Items from a data source:
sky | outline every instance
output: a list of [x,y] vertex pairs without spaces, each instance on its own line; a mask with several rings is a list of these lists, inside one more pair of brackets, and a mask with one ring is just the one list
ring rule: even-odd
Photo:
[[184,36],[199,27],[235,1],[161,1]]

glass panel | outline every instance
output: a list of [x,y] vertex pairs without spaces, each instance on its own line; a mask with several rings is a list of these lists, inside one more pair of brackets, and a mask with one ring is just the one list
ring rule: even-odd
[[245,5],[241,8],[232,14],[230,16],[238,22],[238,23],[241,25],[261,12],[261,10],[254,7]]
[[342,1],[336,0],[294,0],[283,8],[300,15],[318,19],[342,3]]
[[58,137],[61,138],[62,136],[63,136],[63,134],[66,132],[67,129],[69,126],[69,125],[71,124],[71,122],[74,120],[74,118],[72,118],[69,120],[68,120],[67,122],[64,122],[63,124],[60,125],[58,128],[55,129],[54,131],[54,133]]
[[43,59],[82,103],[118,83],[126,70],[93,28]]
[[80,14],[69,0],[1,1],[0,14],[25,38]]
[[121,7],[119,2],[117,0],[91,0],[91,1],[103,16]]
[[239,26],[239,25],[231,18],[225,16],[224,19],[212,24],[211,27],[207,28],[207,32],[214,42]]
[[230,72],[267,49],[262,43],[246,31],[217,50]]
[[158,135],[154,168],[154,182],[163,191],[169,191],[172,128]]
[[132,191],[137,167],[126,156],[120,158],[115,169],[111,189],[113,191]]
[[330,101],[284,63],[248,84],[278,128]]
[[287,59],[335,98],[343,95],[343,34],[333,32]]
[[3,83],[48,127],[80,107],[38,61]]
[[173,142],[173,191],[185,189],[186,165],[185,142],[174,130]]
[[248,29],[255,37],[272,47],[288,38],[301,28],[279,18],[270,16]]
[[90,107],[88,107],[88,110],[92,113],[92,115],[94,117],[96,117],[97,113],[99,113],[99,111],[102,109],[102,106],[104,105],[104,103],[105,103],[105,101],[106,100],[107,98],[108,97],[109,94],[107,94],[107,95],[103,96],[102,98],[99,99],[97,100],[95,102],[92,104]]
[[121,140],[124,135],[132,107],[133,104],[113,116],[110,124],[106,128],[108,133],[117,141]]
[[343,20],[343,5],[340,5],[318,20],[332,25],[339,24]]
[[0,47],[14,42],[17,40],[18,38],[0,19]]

EXERCISE DIRECTIONS. Please copy the items from the start through the line containing "[[184,36],[199,27],[235,1],[161,1]]", keeping the requests, and increase every coordinate in the answers by 29.

COMPLETE RESPONSE.
sky | outline every instance
output: a list of [x,y] vertex pairs without spaces, each instance on its own line; a mask with several rings is a list of these lists, inside one more pair of brackets, and a mask with one ring is just the one list
ring rule: even-odd
Photo:
[[213,65],[228,56],[264,30],[190,30]]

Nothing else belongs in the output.